• **Document section**:
--- begin ---

May 15, 1992|ROBERT W. STEWART | TIMES STAFF WRITER

HOUSTON — The stranded communications satellite rescued by three shuttle astronauts blasted toward its proper orbit Thursday, ending a dramatic effort that in the words of NASA's top official "brought the magic back to our space program."

The 23,000-pound rocket motor clamped to the marooned Intelsat 6 by the crew of space shuttle Endeavour fired flawlessly at 10:25 a.m. PDT while both were orbiting about 230 miles over Africa, said a spokesman for the International Telecommunications Satellite Organization. The 122-nation consortium, based in Washington, owns and operates the $150-million satellite.

The reboost capped a dramatic, four-day rescue effort in which astronauts were forced to discard a specially designed, $7-million tool that failed to snag the errant satellite, and instead literally reached up and grabbed the Intelsat with their gloved hands.

Wednesday's 8-hour, 29-minute spacewalk, which includes the time astronauts spent in the shuttle airlock, was the longest in the history of the American space program.

"It was a wonderful feat," said Daniel S. Goldin, the new administrator of the National Aeronautics and Space Administration. The successful rescue, Goldin argued, is an endorsement of the nation's manned space program, which has come under attack by some in Congress because of its expense. The planned space station Freedom, for example, is expected to cost between $30 billion and $40 billion through the end of the decade.

In the last planned spacewalk of the mission Thursday, Air Force Lt. Col. Thomas D. Akers, 40, and physicist Kathryn C. Thornton, 39--only the second American woman to walk in space--ventured out of the shuttle at 2:07 p.m. PDT to practice techniques that will be used in building the space station.

Their task was to assemble a package of struts, some of which were used in Wednesday's satellite rescue, into a pyramid-like structure secured in the shuttle's open cargo bay. The structure then was lifted high over the bay by the shuttle's 50-foot robot arm.

After snagging Intelsat 6 Wednesday and attaching the new booster rocket, the shuttle crew released the satellite, which was allowed to drift away. The two were more than 400 miles apart by the time Intelsat 6's rocket motor was fired Thursday. After the fiery reboost, which was visible from the shuttle, the motor separated from the satellite at 11:51 a.m. PDT, and Intelsat 6 streaked into a temporary elliptical orbit that will take it as far as 45,000 nautical miles from the Earth. By next Wednesday, the satellite is expected to settle into its stationary, geosynchronous orbit 22,300 nautical miles over the Atlantic Ocean.

--- end ---

• **Material**:
--- begin ---

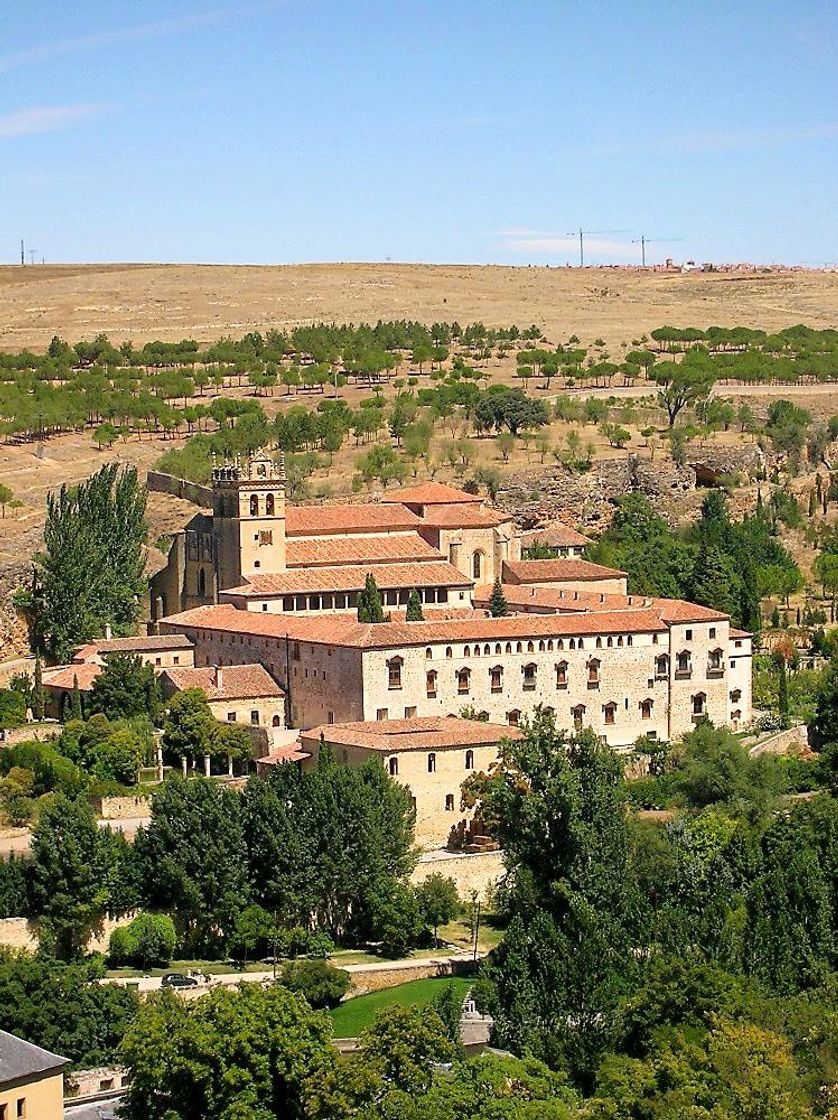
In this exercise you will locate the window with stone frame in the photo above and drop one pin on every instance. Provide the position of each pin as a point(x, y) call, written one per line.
point(393, 672)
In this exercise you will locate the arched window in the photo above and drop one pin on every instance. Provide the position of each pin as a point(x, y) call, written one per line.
point(393, 672)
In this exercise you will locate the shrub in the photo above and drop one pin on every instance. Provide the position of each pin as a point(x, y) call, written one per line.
point(322, 983)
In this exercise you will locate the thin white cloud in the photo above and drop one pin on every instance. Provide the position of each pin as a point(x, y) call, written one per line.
point(115, 36)
point(28, 122)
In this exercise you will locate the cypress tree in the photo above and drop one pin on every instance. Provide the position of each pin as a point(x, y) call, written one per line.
point(38, 691)
point(75, 703)
point(415, 608)
point(497, 604)
point(369, 603)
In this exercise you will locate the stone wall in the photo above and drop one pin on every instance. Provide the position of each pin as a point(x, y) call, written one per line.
point(472, 871)
point(179, 487)
point(20, 933)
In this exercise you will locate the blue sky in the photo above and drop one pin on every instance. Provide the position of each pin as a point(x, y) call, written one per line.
point(434, 130)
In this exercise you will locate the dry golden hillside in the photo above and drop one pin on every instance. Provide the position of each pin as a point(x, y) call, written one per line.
point(204, 301)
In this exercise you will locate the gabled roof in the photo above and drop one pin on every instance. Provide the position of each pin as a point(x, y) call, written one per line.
point(322, 520)
point(21, 1061)
point(434, 494)
point(557, 535)
point(427, 733)
point(352, 578)
point(238, 682)
point(463, 516)
point(366, 548)
point(66, 677)
point(556, 571)
point(345, 631)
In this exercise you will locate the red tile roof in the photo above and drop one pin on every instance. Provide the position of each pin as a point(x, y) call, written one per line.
point(557, 535)
point(238, 682)
point(418, 734)
point(434, 494)
point(463, 516)
point(556, 571)
point(345, 631)
point(64, 677)
point(369, 548)
point(352, 578)
point(322, 520)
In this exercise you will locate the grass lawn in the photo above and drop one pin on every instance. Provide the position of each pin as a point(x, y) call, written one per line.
point(355, 1015)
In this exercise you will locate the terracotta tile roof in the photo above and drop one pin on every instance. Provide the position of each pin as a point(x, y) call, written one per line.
point(322, 520)
point(434, 494)
point(556, 571)
point(64, 675)
point(238, 682)
point(528, 596)
point(463, 516)
point(557, 535)
point(352, 578)
point(368, 548)
point(148, 643)
point(418, 734)
point(345, 631)
point(679, 610)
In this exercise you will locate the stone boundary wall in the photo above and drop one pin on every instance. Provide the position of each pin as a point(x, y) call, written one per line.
point(179, 487)
point(120, 809)
point(478, 871)
point(21, 933)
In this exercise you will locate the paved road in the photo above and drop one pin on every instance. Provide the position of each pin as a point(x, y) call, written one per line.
point(19, 842)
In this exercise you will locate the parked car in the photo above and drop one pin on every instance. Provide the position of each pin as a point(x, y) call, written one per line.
point(178, 980)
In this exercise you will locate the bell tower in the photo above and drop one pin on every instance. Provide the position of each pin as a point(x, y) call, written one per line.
point(249, 519)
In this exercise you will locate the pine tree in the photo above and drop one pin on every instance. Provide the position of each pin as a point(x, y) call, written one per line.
point(415, 608)
point(369, 603)
point(497, 604)
point(38, 691)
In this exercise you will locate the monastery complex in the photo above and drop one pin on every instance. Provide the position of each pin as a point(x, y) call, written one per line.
point(258, 606)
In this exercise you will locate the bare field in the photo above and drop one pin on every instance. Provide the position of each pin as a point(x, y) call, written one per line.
point(171, 301)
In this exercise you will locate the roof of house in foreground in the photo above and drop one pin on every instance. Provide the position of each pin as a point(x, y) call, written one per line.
point(417, 734)
point(21, 1061)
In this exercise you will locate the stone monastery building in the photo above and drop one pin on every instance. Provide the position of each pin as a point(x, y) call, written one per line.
point(275, 585)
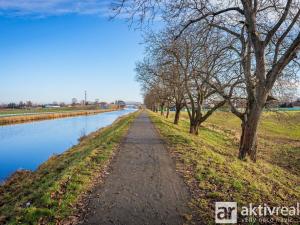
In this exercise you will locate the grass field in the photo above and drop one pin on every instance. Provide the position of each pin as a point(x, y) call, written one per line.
point(213, 172)
point(50, 194)
point(44, 110)
point(20, 117)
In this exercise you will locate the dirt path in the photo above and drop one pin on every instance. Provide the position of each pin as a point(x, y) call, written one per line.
point(143, 186)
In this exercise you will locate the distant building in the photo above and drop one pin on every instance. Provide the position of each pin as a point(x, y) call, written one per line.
point(51, 106)
point(121, 104)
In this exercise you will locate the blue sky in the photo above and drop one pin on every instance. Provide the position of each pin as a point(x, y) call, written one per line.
point(54, 50)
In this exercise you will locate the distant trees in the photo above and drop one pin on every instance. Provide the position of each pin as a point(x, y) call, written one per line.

--- end ---

• **Objective**:
Quote the part of the news article on the satellite rescue that opens with the words containing "Wednesday's 8-hour, 29-minute" and closes with "American space program.".

• **Response below**:
Wednesday's 8-hour, 29-minute spacewalk, which includes the time astronauts spent in the shuttle airlock, was the longest in the history of the American space program.